### [Problem to solve]
Convert every line of the records below into a JSON list of strings, one string per line, skipping blank lines and leaving out the pictures.

BEGIN

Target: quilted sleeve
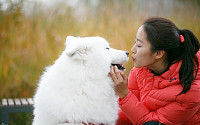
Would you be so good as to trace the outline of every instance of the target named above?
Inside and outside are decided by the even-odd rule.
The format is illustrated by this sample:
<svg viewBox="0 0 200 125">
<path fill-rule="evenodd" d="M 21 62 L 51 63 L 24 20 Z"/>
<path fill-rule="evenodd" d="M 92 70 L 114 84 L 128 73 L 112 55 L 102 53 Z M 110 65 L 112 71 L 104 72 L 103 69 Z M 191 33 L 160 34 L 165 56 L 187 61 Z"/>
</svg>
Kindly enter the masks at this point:
<svg viewBox="0 0 200 125">
<path fill-rule="evenodd" d="M 119 100 L 119 105 L 134 125 L 141 125 L 147 121 L 159 121 L 169 125 L 186 124 L 187 122 L 195 124 L 200 123 L 199 118 L 193 117 L 200 109 L 199 90 L 199 85 L 194 83 L 186 94 L 177 96 L 175 102 L 171 102 L 156 111 L 150 111 L 132 92 L 124 99 Z"/>
<path fill-rule="evenodd" d="M 140 93 L 137 85 L 137 77 L 136 74 L 138 72 L 139 68 L 133 68 L 130 71 L 129 77 L 128 77 L 128 89 L 135 94 L 135 96 L 139 99 Z"/>
</svg>

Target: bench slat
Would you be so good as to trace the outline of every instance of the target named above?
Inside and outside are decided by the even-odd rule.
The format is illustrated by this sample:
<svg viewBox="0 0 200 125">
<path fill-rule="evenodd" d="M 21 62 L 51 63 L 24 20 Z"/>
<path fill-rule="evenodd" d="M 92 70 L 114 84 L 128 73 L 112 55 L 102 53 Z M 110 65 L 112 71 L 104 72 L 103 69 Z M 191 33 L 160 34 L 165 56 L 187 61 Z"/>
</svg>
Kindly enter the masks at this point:
<svg viewBox="0 0 200 125">
<path fill-rule="evenodd" d="M 8 105 L 7 99 L 2 99 L 2 106 L 7 106 L 7 105 Z"/>
<path fill-rule="evenodd" d="M 8 99 L 8 105 L 10 105 L 10 106 L 14 106 L 14 101 L 13 101 L 13 99 Z"/>
<path fill-rule="evenodd" d="M 27 98 L 27 101 L 28 101 L 29 105 L 33 105 L 33 99 L 32 98 Z"/>
<path fill-rule="evenodd" d="M 21 98 L 22 105 L 28 105 L 28 102 L 25 98 Z"/>
<path fill-rule="evenodd" d="M 21 105 L 20 99 L 16 98 L 14 100 L 15 100 L 15 105 L 17 106 Z"/>
</svg>

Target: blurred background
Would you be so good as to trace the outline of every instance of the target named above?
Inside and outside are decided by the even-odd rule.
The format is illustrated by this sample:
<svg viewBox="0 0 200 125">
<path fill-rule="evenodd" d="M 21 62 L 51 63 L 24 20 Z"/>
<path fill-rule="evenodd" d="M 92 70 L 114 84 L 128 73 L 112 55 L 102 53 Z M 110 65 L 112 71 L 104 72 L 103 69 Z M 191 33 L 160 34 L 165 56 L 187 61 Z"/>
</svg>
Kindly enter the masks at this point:
<svg viewBox="0 0 200 125">
<path fill-rule="evenodd" d="M 153 16 L 190 29 L 200 40 L 199 0 L 0 0 L 0 99 L 33 97 L 66 36 L 101 36 L 131 53 L 137 29 Z M 130 58 L 127 75 L 133 66 Z M 31 119 L 13 114 L 9 123 L 29 125 Z"/>
</svg>

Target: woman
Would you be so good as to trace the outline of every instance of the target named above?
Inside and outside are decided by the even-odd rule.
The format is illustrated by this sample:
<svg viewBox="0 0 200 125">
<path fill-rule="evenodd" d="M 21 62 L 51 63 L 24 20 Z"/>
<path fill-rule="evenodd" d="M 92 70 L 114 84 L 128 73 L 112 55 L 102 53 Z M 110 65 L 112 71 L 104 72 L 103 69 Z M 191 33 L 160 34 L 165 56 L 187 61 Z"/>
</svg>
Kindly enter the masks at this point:
<svg viewBox="0 0 200 125">
<path fill-rule="evenodd" d="M 147 19 L 132 47 L 129 77 L 111 67 L 118 125 L 200 124 L 199 41 L 164 18 Z"/>
</svg>

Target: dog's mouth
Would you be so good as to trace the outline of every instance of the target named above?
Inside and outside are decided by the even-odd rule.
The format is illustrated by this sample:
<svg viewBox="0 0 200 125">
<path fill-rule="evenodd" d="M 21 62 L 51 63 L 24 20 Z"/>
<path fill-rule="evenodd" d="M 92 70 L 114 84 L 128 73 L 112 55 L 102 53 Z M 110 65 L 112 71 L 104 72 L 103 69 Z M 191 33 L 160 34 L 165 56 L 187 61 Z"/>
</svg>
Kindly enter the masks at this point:
<svg viewBox="0 0 200 125">
<path fill-rule="evenodd" d="M 125 70 L 125 68 L 123 67 L 122 64 L 112 64 L 112 66 L 117 66 L 117 68 L 118 68 L 119 70 L 122 70 L 122 71 Z"/>
</svg>

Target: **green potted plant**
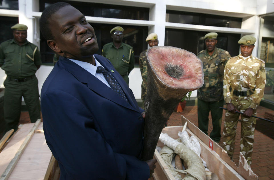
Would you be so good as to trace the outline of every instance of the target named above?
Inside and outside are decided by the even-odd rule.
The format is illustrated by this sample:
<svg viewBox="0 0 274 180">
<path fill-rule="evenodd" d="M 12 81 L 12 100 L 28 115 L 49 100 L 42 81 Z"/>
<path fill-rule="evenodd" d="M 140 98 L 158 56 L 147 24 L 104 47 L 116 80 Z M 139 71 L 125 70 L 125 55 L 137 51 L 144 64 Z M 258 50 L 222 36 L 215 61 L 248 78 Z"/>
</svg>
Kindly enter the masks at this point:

END

### [Result below]
[
  "Target: quilted sleeve",
  "Would you be so good as to trace the outline of every instance of the target named above?",
  "Inside and outside are decided by the even-odd rule.",
  "The format is illustrated by this sample:",
  "<svg viewBox=\"0 0 200 125\">",
  "<path fill-rule=\"evenodd\" d=\"M 21 62 L 51 63 L 24 20 Z\"/>",
  "<path fill-rule=\"evenodd\" d=\"M 92 70 L 114 84 L 128 73 L 112 55 L 102 53 Z M 110 65 L 112 71 L 104 72 L 103 69 Z M 191 33 L 160 34 L 165 56 L 187 61 Z\"/>",
  "</svg>",
  "Kindly enter the masks at this point:",
  "<svg viewBox=\"0 0 200 125\">",
  "<path fill-rule=\"evenodd\" d=\"M 119 100 L 119 105 L 134 125 L 141 125 L 147 121 L 159 121 L 169 125 L 186 124 L 187 122 L 195 124 L 200 123 L 199 118 L 193 117 L 200 109 L 199 90 L 199 85 L 194 83 L 186 94 L 177 96 L 175 102 L 171 102 L 156 111 L 150 111 L 132 92 L 124 99 Z\"/>",
  "<path fill-rule=\"evenodd\" d=\"M 140 93 L 137 85 L 137 77 L 136 74 L 138 72 L 139 68 L 133 68 L 130 71 L 129 77 L 128 77 L 128 89 L 135 94 L 135 96 L 139 99 Z\"/>",
  "</svg>",
  "Target: bench slat",
  "Would you be so good as to trace the outline of every instance of the target named above?",
  "Inside and outside are decided by the even-odd rule.",
  "The format is illustrated by this sample:",
  "<svg viewBox=\"0 0 200 125\">",
  "<path fill-rule=\"evenodd\" d=\"M 21 62 L 51 63 L 24 20 Z\"/>",
  "<path fill-rule=\"evenodd\" d=\"M 92 70 L 114 84 L 128 73 L 112 55 L 102 53 Z M 110 65 L 112 71 L 104 72 L 103 69 Z M 191 33 L 160 34 L 165 56 L 187 61 Z\"/>",
  "</svg>",
  "Kindly enter the masks at this point:",
  "<svg viewBox=\"0 0 200 125\">",
  "<path fill-rule=\"evenodd\" d=\"M 8 105 L 7 99 L 2 99 L 2 106 L 7 106 L 7 105 Z\"/>",
  "<path fill-rule=\"evenodd\" d=\"M 8 99 L 8 105 L 10 105 L 10 106 L 14 106 L 14 101 L 13 101 L 13 99 Z\"/>",
  "<path fill-rule=\"evenodd\" d=\"M 27 98 L 27 101 L 28 101 L 29 105 L 33 105 L 33 99 L 32 98 Z\"/>",
  "<path fill-rule=\"evenodd\" d=\"M 21 98 L 22 105 L 28 105 L 28 102 L 25 98 Z\"/>",
  "<path fill-rule=\"evenodd\" d=\"M 21 105 L 20 99 L 16 98 L 14 100 L 15 100 L 15 105 L 17 106 Z\"/>",
  "</svg>",
  "Target: blurred background",
  "Would you be so good as to trace the outline of every instance of the target named above?",
  "Inside and outside are decided by the even-odd rule.",
  "The format is illustrated by this sample:",
  "<svg viewBox=\"0 0 200 125\">",
  "<path fill-rule=\"evenodd\" d=\"M 21 62 L 51 63 L 24 20 Z\"/>",
  "<path fill-rule=\"evenodd\" d=\"M 92 70 L 114 84 L 128 73 L 112 55 L 102 53 Z M 110 65 L 112 71 L 104 72 L 103 69 Z M 191 33 L 160 34 L 165 56 L 187 61 Z\"/>",
  "</svg>",
  "Kindly enter the masks at this point:",
  "<svg viewBox=\"0 0 200 125\">",
  "<path fill-rule=\"evenodd\" d=\"M 153 16 L 190 29 L 200 40 L 199 0 L 0 0 L 0 99 L 33 97 L 66 36 L 101 36 L 131 53 L 137 29 Z M 130 58 L 127 75 L 133 66 Z M 31 119 L 13 114 L 9 123 L 29 125 Z\"/>",
  "</svg>",
  "Target: woman",
  "Would you be so good as to trace the outline of every instance of the target named above?",
  "Inside and outside are decided by the even-odd rule.",
  "The format is illustrated by this sample:",
  "<svg viewBox=\"0 0 200 125\">",
  "<path fill-rule=\"evenodd\" d=\"M 21 62 L 51 63 L 24 20 Z\"/>",
  "<path fill-rule=\"evenodd\" d=\"M 92 70 L 114 84 L 128 73 L 112 55 L 102 53 Z M 110 65 L 112 71 L 104 72 L 103 69 Z M 191 33 L 160 34 L 165 56 L 187 61 Z\"/>",
  "</svg>",
  "Kindly enter the masks at this point:",
  "<svg viewBox=\"0 0 200 125\">",
  "<path fill-rule=\"evenodd\" d=\"M 147 19 L 132 47 L 129 77 L 111 67 L 118 125 L 200 124 L 199 41 L 164 18 Z\"/>",
  "</svg>",
  "Target: dog's mouth",
  "Would you be so good as to trace the outline of every instance of the target named above?",
  "Inside and outside are decided by the even-odd rule.",
  "The format is illustrated by this sample:",
  "<svg viewBox=\"0 0 200 125\">",
  "<path fill-rule=\"evenodd\" d=\"M 21 62 L 51 63 L 24 20 Z\"/>",
  "<path fill-rule=\"evenodd\" d=\"M 92 70 L 114 84 L 128 73 L 112 55 L 102 53 Z M 110 65 L 112 71 L 104 72 L 103 69 Z M 191 33 L 160 34 L 165 56 L 187 61 Z\"/>",
  "</svg>",
  "Kindly enter the masks at this point:",
  "<svg viewBox=\"0 0 200 125\">",
  "<path fill-rule=\"evenodd\" d=\"M 125 70 L 125 68 L 123 67 L 122 64 L 112 64 L 112 66 L 117 66 L 117 68 L 118 68 L 119 70 L 122 70 L 122 71 Z\"/>",
  "</svg>",
  "Target: **green potted plant**",
  "Would you be so good as to trace the outline of every instance of the target named above?",
  "Inside and outside are decided by the even-odd rule.",
  "The format is illustrated by this sample:",
  "<svg viewBox=\"0 0 274 180\">",
  "<path fill-rule=\"evenodd\" d=\"M 12 81 L 12 100 L 28 115 L 49 100 L 42 81 Z\"/>",
  "<path fill-rule=\"evenodd\" d=\"M 140 98 L 158 56 L 147 24 L 104 47 L 116 80 Z M 139 71 L 125 70 L 125 55 L 137 51 L 144 64 Z M 258 50 L 222 36 L 215 61 L 248 78 Z\"/>",
  "</svg>",
  "Kindly enter the masks at this point:"
]